• GIVEN EXERCISE: Arrange every line of the items below as a Markdown table with two columns, Row for the row number and Line for the text of the line. Skip blank lines and leave the pictures out.

Point-based annotation data:
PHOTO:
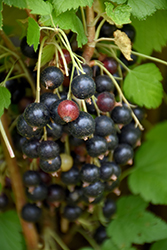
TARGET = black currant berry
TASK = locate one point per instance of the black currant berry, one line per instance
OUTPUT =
(3, 201)
(122, 154)
(105, 101)
(104, 83)
(72, 212)
(55, 193)
(54, 130)
(71, 177)
(48, 99)
(31, 213)
(52, 77)
(25, 130)
(96, 146)
(68, 110)
(100, 235)
(39, 193)
(83, 86)
(112, 141)
(93, 190)
(109, 208)
(89, 173)
(37, 115)
(106, 171)
(28, 50)
(83, 126)
(48, 150)
(30, 148)
(104, 126)
(31, 178)
(121, 115)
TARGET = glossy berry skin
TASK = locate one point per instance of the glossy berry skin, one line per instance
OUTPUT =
(93, 190)
(54, 113)
(48, 99)
(86, 68)
(121, 115)
(68, 110)
(107, 30)
(51, 77)
(3, 201)
(50, 166)
(28, 50)
(100, 235)
(54, 130)
(37, 115)
(89, 173)
(55, 193)
(72, 212)
(104, 83)
(31, 178)
(123, 153)
(83, 126)
(130, 31)
(112, 141)
(129, 135)
(109, 208)
(105, 101)
(48, 150)
(83, 86)
(39, 193)
(96, 146)
(110, 64)
(26, 130)
(104, 126)
(71, 177)
(31, 213)
(106, 171)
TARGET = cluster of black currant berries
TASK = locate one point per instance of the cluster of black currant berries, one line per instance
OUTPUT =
(80, 144)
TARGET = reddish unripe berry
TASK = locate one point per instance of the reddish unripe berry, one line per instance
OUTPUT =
(110, 64)
(105, 101)
(68, 110)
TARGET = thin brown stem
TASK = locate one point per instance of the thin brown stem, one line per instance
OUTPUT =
(29, 230)
(90, 46)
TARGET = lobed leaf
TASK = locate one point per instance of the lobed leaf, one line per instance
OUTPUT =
(33, 33)
(150, 172)
(133, 224)
(143, 87)
(5, 99)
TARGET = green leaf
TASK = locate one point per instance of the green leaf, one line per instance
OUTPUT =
(150, 172)
(151, 33)
(10, 232)
(1, 17)
(120, 14)
(5, 99)
(47, 54)
(33, 33)
(159, 245)
(16, 3)
(132, 224)
(68, 20)
(143, 87)
(64, 5)
(39, 7)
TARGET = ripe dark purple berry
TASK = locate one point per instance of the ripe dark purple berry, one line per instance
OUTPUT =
(83, 86)
(37, 115)
(68, 110)
(52, 77)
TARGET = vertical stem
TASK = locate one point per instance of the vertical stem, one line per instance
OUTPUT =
(29, 229)
(90, 46)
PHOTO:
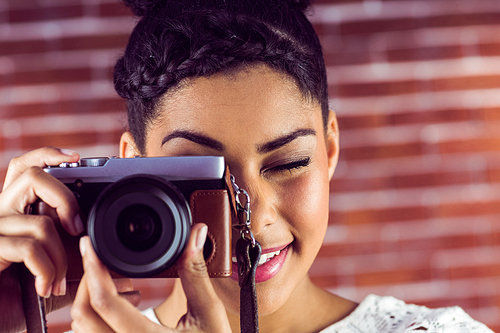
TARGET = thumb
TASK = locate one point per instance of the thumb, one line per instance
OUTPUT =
(191, 266)
(204, 306)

• COMPLETED EXERCISE:
| Row | Line |
|---|---|
| 1 | PHOTO: |
| 2 | TARGET = black currant berry |
| 3 | TASK = locate one point per instance of the black currant berry, one line per instance |
| 4 | OUTPUT = |
| 5 | (3, 201) |
| 6 | (122, 154) |
| 7 | (105, 101) |
| 8 | (104, 83) |
| 9 | (72, 212) |
| 10 | (55, 193) |
| 11 | (54, 130) |
| 12 | (71, 177) |
| 13 | (48, 99) |
| 14 | (31, 213) |
| 15 | (52, 77) |
| 16 | (25, 130) |
| 17 | (96, 146) |
| 18 | (68, 110) |
| 19 | (100, 235) |
| 20 | (39, 193) |
| 21 | (83, 86) |
| 22 | (112, 141) |
| 23 | (93, 190) |
| 24 | (109, 208) |
| 25 | (89, 173) |
| 26 | (37, 115) |
| 27 | (106, 171) |
| 28 | (28, 50) |
| 29 | (83, 126) |
| 30 | (48, 150) |
| 31 | (30, 148) |
| 32 | (104, 126) |
| 33 | (31, 178) |
| 34 | (121, 115) |
| 35 | TARGET = glossy berry skin |
| 36 | TASK = locate one point per instance of the glossy berry skin, one line per instance |
| 37 | OUTPUT = |
| 38 | (93, 190) |
| 39 | (54, 113) |
| 40 | (48, 99) |
| 41 | (86, 68) |
| 42 | (121, 115) |
| 43 | (68, 110) |
| 44 | (107, 30) |
| 45 | (51, 77) |
| 46 | (3, 201) |
| 47 | (50, 166) |
| 48 | (28, 50) |
| 49 | (100, 235) |
| 50 | (54, 130) |
| 51 | (37, 115) |
| 52 | (89, 173) |
| 53 | (55, 193) |
| 54 | (72, 212) |
| 55 | (104, 83) |
| 56 | (31, 178) |
| 57 | (123, 153) |
| 58 | (83, 126) |
| 59 | (130, 31) |
| 60 | (112, 141) |
| 61 | (129, 135) |
| 62 | (109, 208) |
| 63 | (105, 101) |
| 64 | (48, 150) |
| 65 | (83, 86) |
| 66 | (39, 193) |
| 67 | (96, 146) |
| 68 | (110, 64) |
| 69 | (26, 130) |
| 70 | (104, 126) |
| 71 | (71, 177) |
| 72 | (31, 213) |
| 73 | (106, 171) |
| 74 | TARGET = cluster of black currant berries |
| 75 | TASK = locate one point per instance of the cluster of black currant berries, one line per instance |
| 76 | OUTPUT = |
| 77 | (80, 144) |
| 78 | TARGET = reddish unripe berry |
| 79 | TASK = locate one point per instance of the reddish unripe berry, one line per instance |
| 80 | OUTPUT = |
| 81 | (110, 64) |
| 82 | (105, 101) |
| 83 | (68, 110) |
| 84 | TARGET = thin brown stem |
| 85 | TASK = locate one point per instance of the thin brown stem, one line per instance |
| 86 | OUTPUT = |
| 87 | (29, 230) |
| 88 | (90, 46) |
| 89 | TARGET = lobed leaf |
| 90 | TASK = locate one point per instance of the lobed leaf, one line per instance |
| 91 | OUTPUT = |
| 92 | (33, 33) |
| 93 | (150, 172) |
| 94 | (133, 224) |
| 95 | (143, 87) |
| 96 | (5, 99) |
| 97 | TARGET = green leaf |
| 98 | TASK = locate one point per instance of the green leaf, one line per instance |
| 99 | OUTPUT = |
| 100 | (150, 172) |
| 101 | (151, 33) |
| 102 | (10, 232) |
| 103 | (1, 17) |
| 104 | (120, 14) |
| 105 | (5, 99) |
| 106 | (47, 54) |
| 107 | (33, 33) |
| 108 | (159, 245) |
| 109 | (16, 3) |
| 110 | (132, 224) |
| 111 | (68, 20) |
| 112 | (143, 87) |
| 113 | (64, 5) |
| 114 | (39, 7) |
| 115 | TARGET = ripe dark purple berry |
| 116 | TASK = locate one point per instance of the ripe dark purple berry, one line per instance |
| 117 | OUTPUT = |
| 118 | (83, 86) |
| 119 | (37, 115) |
| 120 | (68, 110) |
| 121 | (52, 77) |
| 122 | TARGET = vertical stem |
| 123 | TASK = locate one point per instance of the vertical stem, one line per instance |
| 124 | OUTPUT = |
| 125 | (29, 229) |
| 126 | (90, 46) |
| 127 | PHOTO: |
| 128 | TARGET = thumb |
| 129 | TASK = locate one point per instance of the thumb, one line per instance |
| 130 | OUTPUT = |
| 131 | (191, 266) |
| 132 | (204, 306) |